───── Provided text ─────

How did Facebook spy on encrypted traffic from a mobile VPN app?

A technical investigation into claims made in a class action lawsuit that Facebook had intercepted encrypted traffic from user's devices running the Onavo Protect app in order to gain competitive insights.

How did Facebook spy on encrypted traffic from a mobile VPN app?

There is a current class action lawsuit against Meta in which court documents include claims that the company had breached the Wiretap Act. The analysis made in this post is based on content court documents and reverse engineering sections of archived Onavo Protect app packages for Android.

It is suggested to read a recent TechCrunch article for additional background on the case.

It is claimed that Facebook intercepted user's encrypted HTTPS traffic by using what would be considered the a MITM attack. Facebook called this technique "ssl bump", appropriately named after the transparent proxy feature in the Squid caching proxy software which was used to (allegedly) decrypt specific Snapchat, YouTube and Amazon domain(s).

─────

To-do list>
(1) In the text about Facebook and the Onavo Protect app, what name did Facebook give its technique for intercepting encrypted traffic?
(2) For each statement, say whether it agrees with the text about Facebook and the Onavo Protect app, and quote the deciding words: (a) The analysis draws on reverse engineering of archived Onavo Protect packages for iOS. (b) Court documents in the lawsuit claim the company breached the Wiretap Act. (c) The technique's name comes from a feature in the Squid caching proxy software.
(3) Resume the text about Facebook and the Onavo Protect app, writing on from its last sentence.

───── Data excerpts ─────

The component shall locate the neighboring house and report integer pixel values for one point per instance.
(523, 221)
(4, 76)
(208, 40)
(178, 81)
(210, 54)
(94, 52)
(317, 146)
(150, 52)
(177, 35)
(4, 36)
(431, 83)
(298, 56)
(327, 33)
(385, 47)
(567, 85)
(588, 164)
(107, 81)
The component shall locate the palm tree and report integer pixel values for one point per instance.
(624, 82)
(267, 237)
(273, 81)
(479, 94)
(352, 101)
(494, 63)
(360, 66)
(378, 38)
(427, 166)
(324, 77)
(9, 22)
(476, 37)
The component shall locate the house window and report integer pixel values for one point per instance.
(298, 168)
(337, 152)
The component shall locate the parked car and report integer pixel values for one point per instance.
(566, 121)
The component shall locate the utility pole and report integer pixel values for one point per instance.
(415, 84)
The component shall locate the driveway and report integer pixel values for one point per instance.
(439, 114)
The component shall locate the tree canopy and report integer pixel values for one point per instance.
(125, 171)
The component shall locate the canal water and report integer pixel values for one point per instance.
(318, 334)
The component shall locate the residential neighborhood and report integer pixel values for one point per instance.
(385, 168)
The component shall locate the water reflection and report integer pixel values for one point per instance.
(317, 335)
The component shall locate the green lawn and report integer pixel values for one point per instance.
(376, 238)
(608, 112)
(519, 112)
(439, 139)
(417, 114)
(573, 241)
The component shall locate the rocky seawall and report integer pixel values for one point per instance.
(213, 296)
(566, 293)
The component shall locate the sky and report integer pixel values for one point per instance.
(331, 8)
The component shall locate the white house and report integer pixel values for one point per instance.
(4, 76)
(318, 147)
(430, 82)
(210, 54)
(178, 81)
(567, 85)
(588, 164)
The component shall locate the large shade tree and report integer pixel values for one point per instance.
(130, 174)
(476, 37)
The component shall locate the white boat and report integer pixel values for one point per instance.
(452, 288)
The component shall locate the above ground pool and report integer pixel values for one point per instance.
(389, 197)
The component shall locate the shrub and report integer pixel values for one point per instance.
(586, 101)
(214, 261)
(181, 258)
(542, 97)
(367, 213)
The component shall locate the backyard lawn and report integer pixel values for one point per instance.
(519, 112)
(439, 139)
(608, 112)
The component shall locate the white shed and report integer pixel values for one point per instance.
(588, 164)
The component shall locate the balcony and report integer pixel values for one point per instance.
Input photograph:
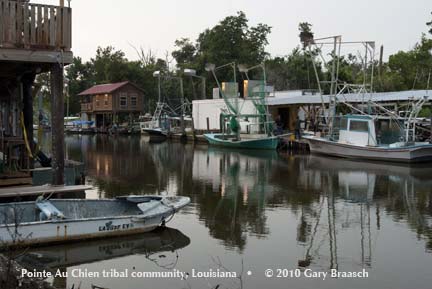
(86, 107)
(35, 32)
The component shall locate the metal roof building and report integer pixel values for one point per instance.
(298, 97)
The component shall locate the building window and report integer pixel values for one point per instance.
(123, 100)
(133, 101)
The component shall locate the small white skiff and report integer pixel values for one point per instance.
(59, 220)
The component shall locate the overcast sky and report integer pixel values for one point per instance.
(155, 25)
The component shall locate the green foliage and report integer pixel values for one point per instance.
(410, 69)
(430, 25)
(305, 27)
(232, 40)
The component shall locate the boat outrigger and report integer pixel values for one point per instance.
(168, 111)
(60, 220)
(370, 131)
(260, 134)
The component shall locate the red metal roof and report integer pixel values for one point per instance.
(103, 88)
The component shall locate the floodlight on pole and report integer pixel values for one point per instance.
(192, 73)
(243, 68)
(189, 72)
(210, 67)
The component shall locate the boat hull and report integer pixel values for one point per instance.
(154, 132)
(408, 154)
(33, 231)
(268, 143)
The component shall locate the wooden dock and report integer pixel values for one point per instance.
(39, 190)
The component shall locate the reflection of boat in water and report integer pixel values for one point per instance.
(402, 170)
(53, 257)
(255, 153)
(246, 142)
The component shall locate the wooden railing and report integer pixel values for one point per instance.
(86, 106)
(35, 26)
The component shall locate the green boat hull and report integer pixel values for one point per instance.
(268, 143)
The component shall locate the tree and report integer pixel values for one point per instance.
(231, 40)
(430, 26)
(80, 76)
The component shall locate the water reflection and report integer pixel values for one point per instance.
(158, 247)
(341, 209)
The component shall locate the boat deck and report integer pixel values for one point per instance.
(38, 190)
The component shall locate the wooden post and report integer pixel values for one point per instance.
(57, 124)
(27, 83)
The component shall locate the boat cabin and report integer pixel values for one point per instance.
(357, 130)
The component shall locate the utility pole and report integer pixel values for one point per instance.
(57, 123)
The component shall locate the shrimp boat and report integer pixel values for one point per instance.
(358, 139)
(370, 131)
(169, 110)
(60, 220)
(259, 132)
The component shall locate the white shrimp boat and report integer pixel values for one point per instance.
(60, 220)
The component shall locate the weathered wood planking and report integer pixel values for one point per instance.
(1, 21)
(26, 25)
(39, 25)
(45, 27)
(52, 36)
(34, 25)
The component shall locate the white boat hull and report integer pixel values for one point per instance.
(416, 153)
(74, 228)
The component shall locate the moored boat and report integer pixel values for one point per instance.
(60, 220)
(357, 139)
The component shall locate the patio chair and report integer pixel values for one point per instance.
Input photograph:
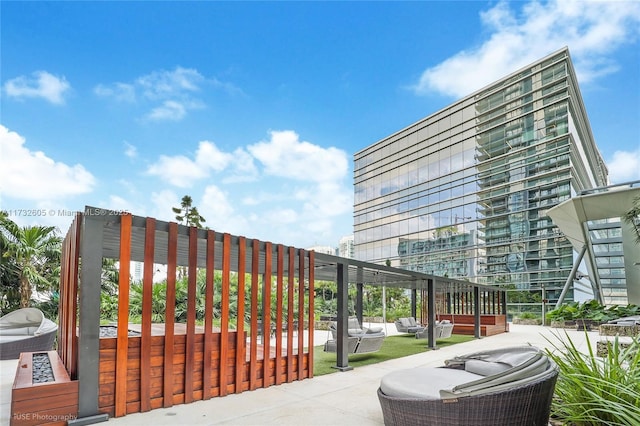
(360, 339)
(408, 325)
(505, 387)
(444, 329)
(25, 330)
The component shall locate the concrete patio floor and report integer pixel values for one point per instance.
(341, 398)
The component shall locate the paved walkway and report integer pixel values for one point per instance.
(341, 398)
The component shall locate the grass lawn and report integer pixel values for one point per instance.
(392, 347)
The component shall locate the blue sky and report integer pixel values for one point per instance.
(255, 109)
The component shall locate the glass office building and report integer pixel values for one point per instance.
(464, 192)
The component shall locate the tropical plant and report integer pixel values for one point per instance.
(594, 391)
(632, 217)
(187, 214)
(32, 253)
(591, 310)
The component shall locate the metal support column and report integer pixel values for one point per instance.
(359, 292)
(476, 312)
(414, 304)
(572, 275)
(342, 347)
(431, 304)
(89, 318)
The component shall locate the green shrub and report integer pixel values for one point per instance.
(596, 391)
(591, 310)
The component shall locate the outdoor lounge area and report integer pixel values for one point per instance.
(25, 330)
(500, 387)
(339, 398)
(265, 340)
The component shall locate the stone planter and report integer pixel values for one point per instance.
(563, 324)
(586, 324)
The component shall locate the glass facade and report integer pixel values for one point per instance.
(464, 192)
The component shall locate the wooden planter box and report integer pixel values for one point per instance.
(49, 403)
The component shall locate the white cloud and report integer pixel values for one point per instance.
(119, 91)
(169, 110)
(179, 170)
(624, 166)
(31, 175)
(304, 187)
(285, 155)
(170, 95)
(591, 30)
(130, 151)
(217, 209)
(163, 202)
(184, 172)
(41, 85)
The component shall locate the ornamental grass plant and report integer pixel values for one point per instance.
(595, 390)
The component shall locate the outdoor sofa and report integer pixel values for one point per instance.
(408, 325)
(444, 329)
(25, 330)
(506, 387)
(360, 339)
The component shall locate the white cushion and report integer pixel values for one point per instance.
(485, 368)
(423, 383)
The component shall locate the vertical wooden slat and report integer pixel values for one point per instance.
(191, 315)
(290, 305)
(170, 314)
(279, 300)
(300, 313)
(312, 324)
(266, 316)
(68, 310)
(147, 296)
(208, 316)
(240, 339)
(123, 316)
(253, 355)
(224, 313)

─────

Answers by task>
(1) "ssl bump"

(2)
(a) No: "archived Onavo Protect app packages for Android."
(b) Yes: "court documents include claims that the company had breached the Wiretap Act."
(c) Yes: "appropriately named after the transparent proxy feature in the Squid caching proxy software."

(3)
Due to the limited and partial information, some facts may be inaccurate or incomplete in this post. As such this post is subject to updates if corrections are warranted or new discoveries made. Feel free to subscribe to this blog to receive updates in your inbox, or follow me on X (ex Twitter).


  • Onavo Protect Android app contained code to prompt the user to install a CA (certificate authority) certificate issued by "Facebook Research" in the user trust store of the device. This certificate was required for Facebook to decrypt TLS traffic.
  • Some versions of the older app contain the Facebook Research CA certs as embedded assets in the distributed app from 2016. One cert is valid until 2027. Data discovery content in court documents state certificates are "generated on the server and sent to the device".
  • Soon after the "ssl bump" feature was deployed in the Protect app, a newer version of Android was released that included improved security controls that would render this method unusable on devices with the newer operating system.
  • A review of an old Snapchat app shows that it's analytics domain did not employ certificate pinning, meaning that MITM / "ssl bumping" would have worked as described.
  • In addition to the core functionality of gathering other app's usage statistics through abusing a permission granted by the user, there also appears to be other functionality to obtain questionable sensitive data, such as the subscriber IMSI.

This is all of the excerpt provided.